+++ Data supplied

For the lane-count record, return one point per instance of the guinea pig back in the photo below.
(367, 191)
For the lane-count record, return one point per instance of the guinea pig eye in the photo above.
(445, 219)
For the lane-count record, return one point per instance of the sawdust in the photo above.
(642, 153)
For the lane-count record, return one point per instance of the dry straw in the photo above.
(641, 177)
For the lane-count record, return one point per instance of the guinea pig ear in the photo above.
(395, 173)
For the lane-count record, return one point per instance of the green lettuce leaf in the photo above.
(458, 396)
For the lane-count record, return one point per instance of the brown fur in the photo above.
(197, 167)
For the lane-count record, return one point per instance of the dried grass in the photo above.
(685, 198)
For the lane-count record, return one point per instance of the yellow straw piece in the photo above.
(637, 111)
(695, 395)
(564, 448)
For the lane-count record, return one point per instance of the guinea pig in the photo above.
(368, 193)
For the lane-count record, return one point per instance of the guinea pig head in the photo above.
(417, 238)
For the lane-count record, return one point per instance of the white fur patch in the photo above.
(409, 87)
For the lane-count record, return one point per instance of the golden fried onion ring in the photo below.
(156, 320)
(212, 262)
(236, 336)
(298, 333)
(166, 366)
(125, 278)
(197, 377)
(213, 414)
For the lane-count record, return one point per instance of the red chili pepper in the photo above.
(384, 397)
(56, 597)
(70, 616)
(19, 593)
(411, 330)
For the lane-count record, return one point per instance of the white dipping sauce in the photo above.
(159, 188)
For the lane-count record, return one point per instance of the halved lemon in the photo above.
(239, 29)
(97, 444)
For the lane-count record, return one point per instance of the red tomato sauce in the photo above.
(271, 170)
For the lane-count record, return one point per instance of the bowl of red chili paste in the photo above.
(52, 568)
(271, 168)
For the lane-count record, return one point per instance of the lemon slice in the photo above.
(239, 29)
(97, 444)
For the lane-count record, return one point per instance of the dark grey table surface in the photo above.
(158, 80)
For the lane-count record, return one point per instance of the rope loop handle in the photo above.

++++++

## The problem
Repeat every line of the data verbatim.

## Task solution
For the lane-count record, return one point per instance of the guinea pig back in the photo below.
(367, 191)
For the lane-count record, return one point per instance of the guinea pig eye in the photo above.
(445, 219)
For the lane-count record, return one point per instance of the sawdust in the photo above.
(642, 153)
For the lane-count record, return one point per instance of the dry straw in the photo above.
(641, 177)
For the lane-count record, return one point per instance of the guinea pig ear in the photo above.
(395, 173)
For the lane-count record, return one point per instance of the green lettuce leaf in the photo above.
(458, 396)
For the lane-count record, return one point per instance of the brown fur in the photo above.
(197, 167)
For the lane-count record, return one point per instance of the dried grass in the photo above.
(685, 198)
For the lane-count record, return one point per instance of the yellow straw piece in the photo above.
(637, 111)
(695, 395)
(564, 448)
For the lane-count record, return one point per instance of the guinea pig in the photo above.
(368, 193)
For the lane-count record, return one point per instance of the guinea pig head in the photo above.
(417, 238)
For the lane-count record, return one point per instance of the white fur patch in the photo above.
(409, 87)
For the lane-count record, return one point per instance of the golden fried onion ring in the photo below.
(156, 320)
(212, 262)
(236, 336)
(298, 333)
(166, 366)
(125, 278)
(197, 377)
(213, 414)
For the lane-count record, return one point per instance of the red chili pepper in the photo above.
(384, 397)
(56, 597)
(70, 616)
(19, 593)
(411, 330)
For the lane-count record, return one point per instance of the white dipping sauce in the photo above.
(159, 188)
For the lane-count record, return one point per instance of the halved lemon in the photo above.
(239, 29)
(97, 444)
For the lane-count record, return one point per instance of the red tomato sauce in the photo above.
(271, 170)
For the lane-count record, return one point per instance of the bowl of red chili paste in the photo above.
(52, 568)
(271, 168)
For the lane-count record, return one point per instance of the lemon slice in the photo above.
(239, 29)
(97, 444)
For the lane-count record, return one point per instance of the dark grey table surface in the photo above.
(158, 80)
For the lane-count record, return one point per instance of the rope loop handle in the photo above.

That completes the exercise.